### Records pointing to named objects
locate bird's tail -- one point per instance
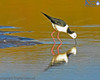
(47, 16)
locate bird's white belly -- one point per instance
(59, 28)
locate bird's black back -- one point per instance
(55, 20)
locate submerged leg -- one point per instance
(60, 43)
(54, 43)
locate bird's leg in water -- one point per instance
(54, 43)
(60, 43)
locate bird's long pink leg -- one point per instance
(60, 43)
(54, 43)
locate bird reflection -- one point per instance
(61, 58)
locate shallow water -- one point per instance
(22, 24)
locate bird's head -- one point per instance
(73, 34)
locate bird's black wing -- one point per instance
(55, 20)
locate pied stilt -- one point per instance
(60, 26)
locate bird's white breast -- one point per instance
(60, 28)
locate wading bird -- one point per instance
(60, 26)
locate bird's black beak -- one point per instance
(75, 42)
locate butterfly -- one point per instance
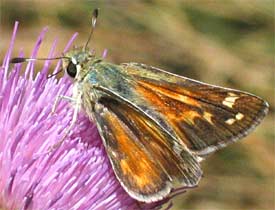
(156, 126)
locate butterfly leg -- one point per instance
(57, 100)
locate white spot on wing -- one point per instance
(230, 121)
(239, 116)
(208, 116)
(229, 101)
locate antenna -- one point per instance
(94, 18)
(21, 60)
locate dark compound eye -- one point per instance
(71, 69)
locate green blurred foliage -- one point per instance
(223, 42)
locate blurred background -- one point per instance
(224, 42)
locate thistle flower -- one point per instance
(77, 175)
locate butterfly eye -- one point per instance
(71, 70)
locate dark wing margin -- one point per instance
(145, 158)
(203, 117)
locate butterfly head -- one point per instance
(75, 62)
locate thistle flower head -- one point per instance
(77, 175)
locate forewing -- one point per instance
(204, 117)
(145, 158)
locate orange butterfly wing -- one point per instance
(204, 117)
(145, 158)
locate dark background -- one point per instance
(228, 43)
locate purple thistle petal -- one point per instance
(77, 175)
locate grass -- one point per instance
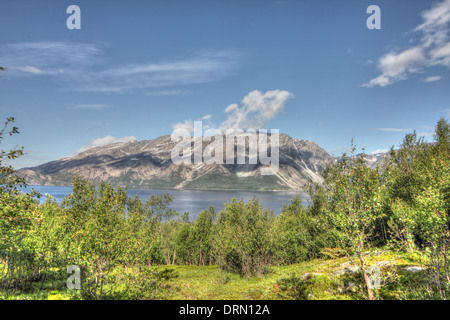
(315, 280)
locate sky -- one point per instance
(140, 69)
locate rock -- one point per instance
(338, 272)
(352, 270)
(384, 263)
(414, 268)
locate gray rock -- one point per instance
(414, 268)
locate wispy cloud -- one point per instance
(100, 142)
(433, 49)
(95, 106)
(379, 151)
(432, 78)
(203, 68)
(256, 109)
(166, 93)
(87, 68)
(392, 130)
(47, 57)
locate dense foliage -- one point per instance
(123, 245)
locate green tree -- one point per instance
(354, 192)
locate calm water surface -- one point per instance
(192, 201)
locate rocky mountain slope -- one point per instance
(148, 164)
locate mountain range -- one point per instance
(148, 164)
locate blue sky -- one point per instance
(139, 69)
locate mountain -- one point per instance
(148, 164)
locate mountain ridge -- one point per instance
(148, 164)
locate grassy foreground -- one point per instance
(333, 279)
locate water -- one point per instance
(192, 201)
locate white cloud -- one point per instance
(84, 67)
(96, 106)
(203, 68)
(433, 49)
(379, 151)
(31, 69)
(49, 57)
(256, 110)
(392, 130)
(395, 67)
(432, 78)
(187, 125)
(166, 93)
(100, 142)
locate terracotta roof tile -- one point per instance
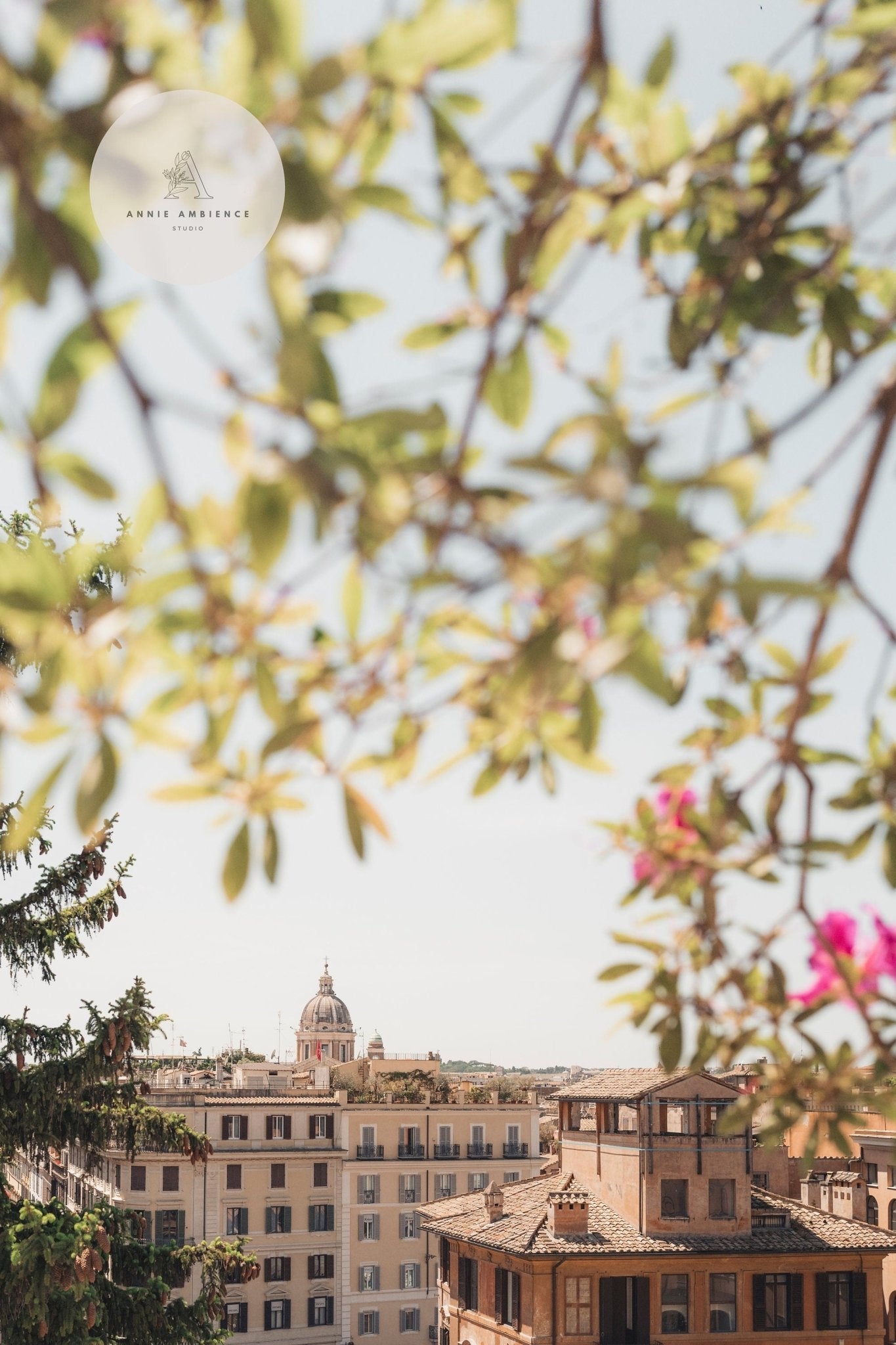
(523, 1228)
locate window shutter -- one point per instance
(759, 1302)
(821, 1301)
(796, 1302)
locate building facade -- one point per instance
(324, 1183)
(652, 1229)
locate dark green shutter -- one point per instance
(796, 1302)
(822, 1319)
(759, 1302)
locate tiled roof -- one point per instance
(523, 1229)
(628, 1084)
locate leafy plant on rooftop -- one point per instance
(629, 544)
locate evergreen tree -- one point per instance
(88, 1277)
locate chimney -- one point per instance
(568, 1214)
(494, 1197)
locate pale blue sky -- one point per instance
(479, 931)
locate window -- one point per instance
(673, 1305)
(507, 1298)
(278, 1219)
(445, 1185)
(842, 1300)
(278, 1268)
(320, 1312)
(721, 1197)
(236, 1319)
(169, 1225)
(368, 1278)
(777, 1302)
(320, 1219)
(277, 1314)
(673, 1118)
(578, 1305)
(368, 1191)
(723, 1302)
(409, 1188)
(673, 1199)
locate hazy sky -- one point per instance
(479, 931)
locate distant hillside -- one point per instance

### Exercise goal
Return all of the material above line for line, with no changes, and omit the pictures.

### The completed task
locate bird's tail -- one point per instance
(47, 16)
locate bird's white belly -- one point per instance
(59, 28)
locate bird's black back -- one point per instance
(55, 20)
locate submerged leg -- one point per instance
(60, 43)
(54, 43)
locate bird's leg in water -- one point per instance
(54, 43)
(60, 43)
locate bird's long pink leg -- one point per instance
(60, 43)
(54, 43)
locate bird reflection -- one point per instance
(61, 58)
locate shallow water -- one point per instance
(22, 24)
locate bird's head -- one point per instance
(73, 34)
locate bird's black wing -- one point per instance
(55, 20)
locate pied stilt -- one point per instance
(60, 26)
locate bird's white breast -- one point per instance
(60, 28)
locate wading bird -- one point per instance
(60, 26)
locate bird's black beak -- one point per instance
(75, 42)
locate butterfly -- one point per instance
(156, 126)
locate butterfly leg -- one point per instance
(57, 100)
locate white spot on wing -- one point per instance
(230, 121)
(239, 116)
(208, 116)
(229, 101)
locate antenna -- one point per instance
(94, 18)
(21, 60)
locate dark compound eye -- one point per instance
(71, 69)
locate green blurred foliage -- one point per instance
(223, 42)
locate blurred background -- one point per instance
(224, 42)
locate thistle flower -- one point per instance
(77, 175)
locate butterfly eye -- one point per instance
(71, 70)
locate dark wing margin -- one point per instance
(145, 158)
(203, 117)
locate butterfly head -- one point per instance
(75, 62)
locate thistle flower head -- one point per instance
(77, 175)
locate forewing -- one point per instance
(204, 117)
(145, 158)
locate orange butterfly wing -- one point per instance
(204, 117)
(145, 158)
locate dark background -- one point per instance
(228, 43)
locate purple thistle petal -- one point per instance
(77, 175)
locate grass -- one point per instance
(315, 280)
locate sky -- one point per instance
(140, 69)
locate rock -- one point per instance
(338, 272)
(352, 270)
(384, 263)
(414, 268)
locate gray rock -- one point per instance
(414, 268)
locate wispy cloud -- one point per instance
(100, 142)
(433, 49)
(95, 106)
(379, 151)
(432, 78)
(203, 68)
(256, 109)
(166, 93)
(87, 68)
(392, 130)
(47, 57)
locate dense foliage -- one point per instance
(123, 245)
locate green tree -- one point per instance
(354, 192)
locate calm water surface -- one point per instance
(192, 201)
locate rocky mountain slope -- one point per instance
(148, 164)
locate mountain range -- one point per instance
(148, 164)
locate blue sky -- one point per instance
(139, 69)
locate mountain -- one point per instance
(148, 164)
locate mountain ridge -- one point per instance
(148, 164)
locate grassy foreground -- one point per instance
(333, 279)
locate water -- one point per instance
(192, 201)
locate white cloud -- one point per instance
(84, 67)
(96, 106)
(203, 68)
(433, 49)
(379, 151)
(31, 69)
(49, 57)
(256, 110)
(392, 130)
(395, 67)
(432, 78)
(187, 125)
(166, 93)
(100, 142)
locate terracotta roof tile -- one point per instance
(523, 1228)
locate window shutter -- one point per instance
(759, 1302)
(821, 1301)
(796, 1302)
locate building facade -- one point per instance
(324, 1183)
(652, 1229)
locate dark green shutter -- one point per instance
(796, 1302)
(822, 1319)
(759, 1302)
locate tiled roof -- one point per instance
(523, 1229)
(628, 1084)
locate leafy plant on rooftop -- one point per instance
(629, 544)
locate evergreen tree -- one point per instance
(88, 1277)
locate chimney -- one point per instance
(568, 1214)
(494, 1197)
locate pale blue sky -- one point per instance
(479, 931)
locate window -- one point per instance
(673, 1305)
(507, 1298)
(278, 1219)
(445, 1185)
(842, 1300)
(278, 1268)
(320, 1312)
(721, 1197)
(236, 1319)
(169, 1225)
(368, 1278)
(777, 1302)
(320, 1219)
(277, 1314)
(673, 1118)
(578, 1305)
(368, 1191)
(723, 1302)
(409, 1188)
(673, 1199)
locate hazy sky -- one point per instance
(479, 931)
locate distant hillside -- one point per instance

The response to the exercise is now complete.